→ **What you need to do**: Rewrite the items below, changing "pixel boxes" to "pixel coordinates" wherever it occurs and keeping everything else the same. Leave the pictures out of your answer.

(Items in a dataset)
--- begin ---

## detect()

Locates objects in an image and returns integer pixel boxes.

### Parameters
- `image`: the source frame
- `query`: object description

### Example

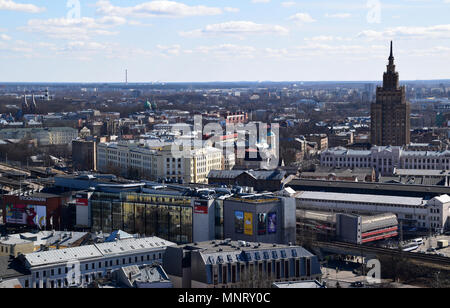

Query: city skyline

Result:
[0,0,450,83]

--- end ---

→ **Solution below**:
## detect()

Locates objects in an image and returns integer pixel coordinates.

### Parameters
- `image`: the source frame
- `query`: object description

### Example


Query: city skyline

Result:
[0,0,450,83]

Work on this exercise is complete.